### Aim of the exercise
Count up the lines holding "white" in the material, then reply with only the number.

### Supplied information
<<<<

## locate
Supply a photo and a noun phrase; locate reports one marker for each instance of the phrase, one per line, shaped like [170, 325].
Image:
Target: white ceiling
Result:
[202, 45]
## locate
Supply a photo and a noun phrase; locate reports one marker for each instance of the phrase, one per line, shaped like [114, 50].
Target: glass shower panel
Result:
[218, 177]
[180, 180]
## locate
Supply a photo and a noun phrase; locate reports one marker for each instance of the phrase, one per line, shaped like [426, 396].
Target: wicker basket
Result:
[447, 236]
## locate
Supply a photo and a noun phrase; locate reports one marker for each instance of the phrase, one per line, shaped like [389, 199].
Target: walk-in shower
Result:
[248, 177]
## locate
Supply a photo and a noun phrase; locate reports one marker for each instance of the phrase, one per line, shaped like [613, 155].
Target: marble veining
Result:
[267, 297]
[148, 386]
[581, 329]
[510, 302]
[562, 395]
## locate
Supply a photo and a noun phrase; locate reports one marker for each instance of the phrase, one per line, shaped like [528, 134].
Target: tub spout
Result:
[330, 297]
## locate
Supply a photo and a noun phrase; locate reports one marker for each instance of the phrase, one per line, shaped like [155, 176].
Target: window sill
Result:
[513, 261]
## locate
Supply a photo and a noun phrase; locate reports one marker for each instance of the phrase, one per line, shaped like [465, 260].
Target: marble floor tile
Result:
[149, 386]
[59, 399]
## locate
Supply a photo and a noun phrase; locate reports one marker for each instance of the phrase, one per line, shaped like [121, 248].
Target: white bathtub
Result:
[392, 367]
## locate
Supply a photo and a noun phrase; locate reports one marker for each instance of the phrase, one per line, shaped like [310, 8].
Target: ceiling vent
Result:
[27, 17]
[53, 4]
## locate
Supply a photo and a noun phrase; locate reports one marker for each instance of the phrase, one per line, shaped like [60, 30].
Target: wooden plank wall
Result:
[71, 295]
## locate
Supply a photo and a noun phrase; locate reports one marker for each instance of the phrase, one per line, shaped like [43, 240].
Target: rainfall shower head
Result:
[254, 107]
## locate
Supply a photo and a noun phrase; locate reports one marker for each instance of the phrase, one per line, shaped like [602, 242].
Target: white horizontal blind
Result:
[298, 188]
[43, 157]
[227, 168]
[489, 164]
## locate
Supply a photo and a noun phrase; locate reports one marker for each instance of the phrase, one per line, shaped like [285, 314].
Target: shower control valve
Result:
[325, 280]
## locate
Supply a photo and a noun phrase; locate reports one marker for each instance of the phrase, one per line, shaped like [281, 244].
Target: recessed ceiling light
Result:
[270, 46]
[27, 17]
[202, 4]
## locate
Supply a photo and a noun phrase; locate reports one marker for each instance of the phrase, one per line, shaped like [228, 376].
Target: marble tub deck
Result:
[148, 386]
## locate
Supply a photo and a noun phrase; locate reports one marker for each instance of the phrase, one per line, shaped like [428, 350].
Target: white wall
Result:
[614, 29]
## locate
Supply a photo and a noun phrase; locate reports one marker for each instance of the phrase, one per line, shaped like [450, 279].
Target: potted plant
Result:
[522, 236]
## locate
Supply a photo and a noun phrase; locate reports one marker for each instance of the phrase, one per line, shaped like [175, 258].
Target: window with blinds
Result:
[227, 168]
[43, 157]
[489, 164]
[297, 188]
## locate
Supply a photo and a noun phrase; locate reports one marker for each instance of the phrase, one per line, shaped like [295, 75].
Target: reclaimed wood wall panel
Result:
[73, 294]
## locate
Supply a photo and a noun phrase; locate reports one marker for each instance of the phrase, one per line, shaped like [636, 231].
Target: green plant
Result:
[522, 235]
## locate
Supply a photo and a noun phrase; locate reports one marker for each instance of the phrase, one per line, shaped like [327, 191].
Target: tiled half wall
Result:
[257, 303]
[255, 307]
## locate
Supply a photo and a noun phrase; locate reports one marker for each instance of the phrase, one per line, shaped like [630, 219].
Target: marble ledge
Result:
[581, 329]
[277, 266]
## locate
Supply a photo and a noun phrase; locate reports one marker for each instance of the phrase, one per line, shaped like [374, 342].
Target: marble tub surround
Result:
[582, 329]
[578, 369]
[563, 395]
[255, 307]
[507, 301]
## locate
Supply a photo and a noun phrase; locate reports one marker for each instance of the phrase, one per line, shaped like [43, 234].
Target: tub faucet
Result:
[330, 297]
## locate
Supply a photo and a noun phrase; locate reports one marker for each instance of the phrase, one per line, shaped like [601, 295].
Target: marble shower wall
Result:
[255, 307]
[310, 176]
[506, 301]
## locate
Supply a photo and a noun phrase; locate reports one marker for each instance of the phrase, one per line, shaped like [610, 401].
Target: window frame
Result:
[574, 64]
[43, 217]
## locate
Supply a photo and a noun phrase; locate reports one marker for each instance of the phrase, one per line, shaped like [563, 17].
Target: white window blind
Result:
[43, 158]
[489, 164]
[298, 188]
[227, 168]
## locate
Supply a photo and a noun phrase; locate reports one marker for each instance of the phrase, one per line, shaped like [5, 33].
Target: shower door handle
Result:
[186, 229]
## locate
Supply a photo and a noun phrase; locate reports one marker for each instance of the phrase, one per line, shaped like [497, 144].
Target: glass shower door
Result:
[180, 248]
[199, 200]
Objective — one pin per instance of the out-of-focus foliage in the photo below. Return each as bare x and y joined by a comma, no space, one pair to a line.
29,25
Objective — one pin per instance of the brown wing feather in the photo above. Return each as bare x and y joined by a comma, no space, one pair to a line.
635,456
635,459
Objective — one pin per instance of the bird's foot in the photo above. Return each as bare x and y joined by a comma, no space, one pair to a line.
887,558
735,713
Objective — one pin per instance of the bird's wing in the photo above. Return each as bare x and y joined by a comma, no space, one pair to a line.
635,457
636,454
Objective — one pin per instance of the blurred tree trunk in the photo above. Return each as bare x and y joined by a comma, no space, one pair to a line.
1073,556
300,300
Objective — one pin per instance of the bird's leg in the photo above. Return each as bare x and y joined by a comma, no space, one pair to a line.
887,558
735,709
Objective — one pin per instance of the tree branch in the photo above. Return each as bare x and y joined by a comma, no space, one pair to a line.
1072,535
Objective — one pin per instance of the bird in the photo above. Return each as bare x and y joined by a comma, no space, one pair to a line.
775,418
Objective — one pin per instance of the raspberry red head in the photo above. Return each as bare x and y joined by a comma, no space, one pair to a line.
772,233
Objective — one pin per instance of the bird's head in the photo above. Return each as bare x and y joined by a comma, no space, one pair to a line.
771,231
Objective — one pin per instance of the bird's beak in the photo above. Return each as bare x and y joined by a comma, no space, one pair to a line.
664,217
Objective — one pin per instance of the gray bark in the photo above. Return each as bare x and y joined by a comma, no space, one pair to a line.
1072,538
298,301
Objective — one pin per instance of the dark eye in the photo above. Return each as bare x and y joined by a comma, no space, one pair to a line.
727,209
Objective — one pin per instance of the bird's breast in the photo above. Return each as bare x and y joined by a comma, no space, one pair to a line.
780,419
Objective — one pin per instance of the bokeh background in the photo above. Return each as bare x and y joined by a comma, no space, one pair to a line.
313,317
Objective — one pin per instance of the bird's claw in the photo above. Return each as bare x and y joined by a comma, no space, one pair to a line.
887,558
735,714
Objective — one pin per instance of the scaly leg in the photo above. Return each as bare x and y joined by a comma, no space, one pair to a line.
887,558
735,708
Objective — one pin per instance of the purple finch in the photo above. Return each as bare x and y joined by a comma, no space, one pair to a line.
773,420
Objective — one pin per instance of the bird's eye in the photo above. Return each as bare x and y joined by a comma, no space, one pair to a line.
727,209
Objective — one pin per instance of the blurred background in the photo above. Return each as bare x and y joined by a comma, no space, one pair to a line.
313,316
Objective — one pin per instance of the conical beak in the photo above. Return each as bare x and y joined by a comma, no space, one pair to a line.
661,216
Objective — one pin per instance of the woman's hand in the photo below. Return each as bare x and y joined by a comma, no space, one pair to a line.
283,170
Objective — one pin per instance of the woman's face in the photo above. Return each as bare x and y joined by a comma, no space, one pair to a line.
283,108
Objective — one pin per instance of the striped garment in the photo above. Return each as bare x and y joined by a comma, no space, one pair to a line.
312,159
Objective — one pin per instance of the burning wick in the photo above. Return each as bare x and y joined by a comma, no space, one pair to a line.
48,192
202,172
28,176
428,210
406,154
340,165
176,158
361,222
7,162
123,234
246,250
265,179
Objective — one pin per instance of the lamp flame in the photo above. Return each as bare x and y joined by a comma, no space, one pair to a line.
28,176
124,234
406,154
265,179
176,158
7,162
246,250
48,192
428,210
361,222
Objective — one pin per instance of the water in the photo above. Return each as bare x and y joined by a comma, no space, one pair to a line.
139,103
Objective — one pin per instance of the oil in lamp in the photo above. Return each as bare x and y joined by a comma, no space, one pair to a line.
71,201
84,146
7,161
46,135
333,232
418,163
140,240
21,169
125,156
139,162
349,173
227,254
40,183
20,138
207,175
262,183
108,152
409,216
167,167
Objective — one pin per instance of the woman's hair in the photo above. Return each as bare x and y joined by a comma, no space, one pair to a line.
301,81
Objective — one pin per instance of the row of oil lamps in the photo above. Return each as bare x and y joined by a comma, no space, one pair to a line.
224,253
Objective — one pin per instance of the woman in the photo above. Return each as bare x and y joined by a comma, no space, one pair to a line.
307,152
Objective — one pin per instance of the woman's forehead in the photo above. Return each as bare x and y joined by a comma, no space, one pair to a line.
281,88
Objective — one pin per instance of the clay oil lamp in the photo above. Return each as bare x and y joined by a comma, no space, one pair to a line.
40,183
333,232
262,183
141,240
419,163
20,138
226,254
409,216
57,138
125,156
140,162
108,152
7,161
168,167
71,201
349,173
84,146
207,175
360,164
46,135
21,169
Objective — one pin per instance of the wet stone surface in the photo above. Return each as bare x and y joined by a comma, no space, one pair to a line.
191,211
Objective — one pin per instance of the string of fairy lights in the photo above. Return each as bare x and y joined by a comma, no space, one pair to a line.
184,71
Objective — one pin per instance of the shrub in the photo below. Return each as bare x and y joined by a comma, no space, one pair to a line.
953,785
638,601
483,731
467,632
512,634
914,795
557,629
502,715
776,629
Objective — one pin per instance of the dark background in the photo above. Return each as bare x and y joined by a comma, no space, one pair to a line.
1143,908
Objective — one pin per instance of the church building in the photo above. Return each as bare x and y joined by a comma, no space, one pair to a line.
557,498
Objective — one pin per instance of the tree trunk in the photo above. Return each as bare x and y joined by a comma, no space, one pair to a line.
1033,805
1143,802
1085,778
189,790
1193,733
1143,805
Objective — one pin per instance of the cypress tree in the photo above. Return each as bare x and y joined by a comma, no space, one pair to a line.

>>>>

### Output of the exercise
5